**Document text**
====================

I am simulating the number of events from a Poisson distribution (with parameter 9). For each event, I am simulating the price of the event using a lognormal distribution with parameters 2 and 1.1
I am running 100 simulations (each simulation represents a year). The code (which I am happy with) is:
simul <- list()
for(i in 1:100) {simul[[i]] <- rlnorm (rpois(1, 9), meanlog = 2, sdlog = 1.1) }
My issue is that the output "simul" is a list of lists and I don't know how to apply basic operations to it.
I want to be able to: 1. cap each individual simulated value (due to budget constraints) 2. obtain the total of all the simulated values, separately for each year (with and without capping) 3. obtain the mean value for each individual year (with and without capping) 4. calculate the 95th percentile for each year (with and without capping) 5. output the results into a dataframe (so that one column represents the total, one the mean, one the percentile etc) and each row represents a year
Something that seems to work is me pulling out individual lists:
sim1 <- simul[1]
I can now use "unlist" to flatten the list and apply any operations I want.
sims1 <- data.frame(unlist(sim1), nrow=length(sim1), byrow=F)
sims1 <- subset(sims1, select = c(unlist.sim1.))
colnames(sims1) <- "sim1"
quantile <- data.frame(quantile(sims1$sim1, probs = c(0.95)))
But I dont want to write the above logic 100 times for each sublist in the list... is there a way around it?
Any help on this would be much appreciated.

====================

**Problems to work on**
1. In the R simulation post, why does the poster want to cap each individual simulated value?
2. Please copy the part of the R simulation post from "I want to be" to "probs = c(0.95)))".

**Stored rows**
====================

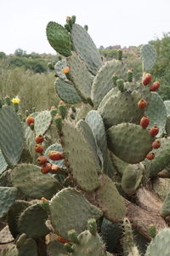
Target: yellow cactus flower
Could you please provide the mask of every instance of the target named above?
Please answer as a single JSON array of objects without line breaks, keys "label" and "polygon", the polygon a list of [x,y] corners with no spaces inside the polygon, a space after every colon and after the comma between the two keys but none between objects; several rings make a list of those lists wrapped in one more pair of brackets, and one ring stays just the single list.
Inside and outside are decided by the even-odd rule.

====================

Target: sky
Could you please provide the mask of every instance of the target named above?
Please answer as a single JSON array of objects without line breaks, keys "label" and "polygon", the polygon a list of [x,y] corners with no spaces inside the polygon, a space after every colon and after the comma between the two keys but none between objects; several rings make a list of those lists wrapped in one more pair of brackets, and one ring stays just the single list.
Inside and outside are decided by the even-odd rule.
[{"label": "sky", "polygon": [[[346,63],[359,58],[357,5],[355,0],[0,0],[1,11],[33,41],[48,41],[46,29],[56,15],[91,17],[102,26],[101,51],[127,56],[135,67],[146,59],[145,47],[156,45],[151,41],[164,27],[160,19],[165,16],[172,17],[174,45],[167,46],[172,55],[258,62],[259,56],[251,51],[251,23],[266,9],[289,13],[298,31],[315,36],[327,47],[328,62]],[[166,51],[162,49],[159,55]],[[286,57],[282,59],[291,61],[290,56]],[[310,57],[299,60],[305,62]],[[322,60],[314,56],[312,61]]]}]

====================

**Outputs**
1. The poster wants to cap each simulated value because of budget constraints.

2.
I want to be able to: 1. cap each individual simulated value (due to budget constraints) 2. obtain the total of all the simulated values, separately for each year (with and without capping) 3. obtain the mean value for each individual year (with and without capping) 4. calculate the 95th percentile for each year (with and without capping) 5. output the results into a dataframe (so that one column represents the total, one the mean, one the percentile etc) and each row represents a year
Something that seems to work is me pulling out individual lists:
sim1 <- simul[1]
I can now use "unlist" to flatten the list and apply any operations I want.
sims1 <- data.frame(unlist(sim1), nrow=length(sim1), byrow=F)
sims1 <- subset(sims1, select = c(unlist.sim1.))
colnames(sims1) <- "sim1"
quantile <- data.frame(quantile(sims1$sim1, probs = c(0.95)))